Excerpts from a point labeling dataset
╭──

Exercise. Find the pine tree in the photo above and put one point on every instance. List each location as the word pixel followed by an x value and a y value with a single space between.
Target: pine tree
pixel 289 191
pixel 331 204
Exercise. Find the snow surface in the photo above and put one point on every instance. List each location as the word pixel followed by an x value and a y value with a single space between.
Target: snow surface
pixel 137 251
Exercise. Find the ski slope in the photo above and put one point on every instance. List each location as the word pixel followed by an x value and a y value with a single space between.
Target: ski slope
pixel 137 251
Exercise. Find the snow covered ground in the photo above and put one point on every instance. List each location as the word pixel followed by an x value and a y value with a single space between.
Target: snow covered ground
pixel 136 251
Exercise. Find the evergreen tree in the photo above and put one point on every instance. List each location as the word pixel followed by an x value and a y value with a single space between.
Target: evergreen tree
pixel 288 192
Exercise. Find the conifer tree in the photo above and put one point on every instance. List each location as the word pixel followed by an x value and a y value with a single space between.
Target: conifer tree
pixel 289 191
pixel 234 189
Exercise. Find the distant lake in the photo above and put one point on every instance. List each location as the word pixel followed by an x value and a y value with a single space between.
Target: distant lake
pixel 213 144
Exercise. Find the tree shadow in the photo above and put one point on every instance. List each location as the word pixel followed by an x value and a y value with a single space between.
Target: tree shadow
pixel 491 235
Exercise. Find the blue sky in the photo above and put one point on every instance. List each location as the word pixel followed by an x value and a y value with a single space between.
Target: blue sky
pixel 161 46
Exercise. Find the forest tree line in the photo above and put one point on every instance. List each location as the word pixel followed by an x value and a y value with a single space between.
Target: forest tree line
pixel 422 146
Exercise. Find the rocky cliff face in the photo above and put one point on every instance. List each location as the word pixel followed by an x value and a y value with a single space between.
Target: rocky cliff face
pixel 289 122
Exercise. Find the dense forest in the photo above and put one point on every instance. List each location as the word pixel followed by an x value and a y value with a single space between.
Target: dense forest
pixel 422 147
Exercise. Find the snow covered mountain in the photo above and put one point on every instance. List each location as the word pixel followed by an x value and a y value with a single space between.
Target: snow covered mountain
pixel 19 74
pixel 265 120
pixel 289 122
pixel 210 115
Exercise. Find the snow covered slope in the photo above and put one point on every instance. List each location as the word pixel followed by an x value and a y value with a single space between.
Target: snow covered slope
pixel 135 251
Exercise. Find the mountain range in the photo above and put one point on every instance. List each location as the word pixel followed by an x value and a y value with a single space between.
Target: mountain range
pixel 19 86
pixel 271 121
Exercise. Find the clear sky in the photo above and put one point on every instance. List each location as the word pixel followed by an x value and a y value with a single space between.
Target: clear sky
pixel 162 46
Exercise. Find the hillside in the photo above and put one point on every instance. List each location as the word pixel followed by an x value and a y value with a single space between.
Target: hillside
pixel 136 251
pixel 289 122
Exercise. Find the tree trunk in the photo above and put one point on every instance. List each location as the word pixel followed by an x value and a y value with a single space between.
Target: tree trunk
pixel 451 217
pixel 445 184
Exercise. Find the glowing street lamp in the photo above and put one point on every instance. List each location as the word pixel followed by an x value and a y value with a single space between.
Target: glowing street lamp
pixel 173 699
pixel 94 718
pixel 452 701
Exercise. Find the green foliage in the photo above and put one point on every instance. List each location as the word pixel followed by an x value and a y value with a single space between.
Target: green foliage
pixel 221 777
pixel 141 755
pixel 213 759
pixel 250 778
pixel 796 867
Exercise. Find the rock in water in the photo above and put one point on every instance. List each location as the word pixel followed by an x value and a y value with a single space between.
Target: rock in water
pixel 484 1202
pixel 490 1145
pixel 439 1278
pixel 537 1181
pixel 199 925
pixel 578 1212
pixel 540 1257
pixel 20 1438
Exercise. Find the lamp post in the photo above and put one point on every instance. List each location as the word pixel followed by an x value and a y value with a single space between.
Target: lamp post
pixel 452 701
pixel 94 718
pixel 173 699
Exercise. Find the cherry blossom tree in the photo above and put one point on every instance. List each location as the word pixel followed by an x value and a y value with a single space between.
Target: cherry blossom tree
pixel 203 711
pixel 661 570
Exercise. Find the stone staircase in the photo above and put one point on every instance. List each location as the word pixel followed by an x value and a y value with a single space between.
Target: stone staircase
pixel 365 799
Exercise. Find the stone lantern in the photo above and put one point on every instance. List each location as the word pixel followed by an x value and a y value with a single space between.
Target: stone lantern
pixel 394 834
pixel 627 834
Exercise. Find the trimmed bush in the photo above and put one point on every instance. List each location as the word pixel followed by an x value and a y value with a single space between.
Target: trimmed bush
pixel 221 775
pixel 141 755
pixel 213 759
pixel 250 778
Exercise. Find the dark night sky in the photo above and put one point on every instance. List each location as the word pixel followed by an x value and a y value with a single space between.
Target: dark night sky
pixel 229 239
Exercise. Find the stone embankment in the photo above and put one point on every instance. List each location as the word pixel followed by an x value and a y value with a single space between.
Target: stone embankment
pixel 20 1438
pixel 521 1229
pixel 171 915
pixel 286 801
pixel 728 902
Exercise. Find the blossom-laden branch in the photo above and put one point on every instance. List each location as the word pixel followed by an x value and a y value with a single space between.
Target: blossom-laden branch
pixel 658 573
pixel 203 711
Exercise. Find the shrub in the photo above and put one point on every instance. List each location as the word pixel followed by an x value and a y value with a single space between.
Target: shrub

╰──

§ **EXERCISE GOAL**: Render the part of the listing that opens with the line containing "Exercise. Find the lamp" and closes with the line containing "pixel 661 570" as a Markdown table with the columns Row and Line, giving each line its own numbered row and skipping blank lines.

§ **FINISHED EXERCISE**:
| Row | Line |
|---|---|
| 1 | Exercise. Find the lamp post in the photo above and put one point on every instance. List each location as the word pixel followed by an x value and a y value with a single space between. |
| 2 | Target: lamp post |
| 3 | pixel 452 701 |
| 4 | pixel 94 718 |
| 5 | pixel 173 699 |
| 6 | Exercise. Find the cherry blossom tree in the photo above and put one point on every instance. List each location as the word pixel followed by an x value and a y value with a single space between. |
| 7 | Target: cherry blossom tree |
| 8 | pixel 203 711 |
| 9 | pixel 661 570 |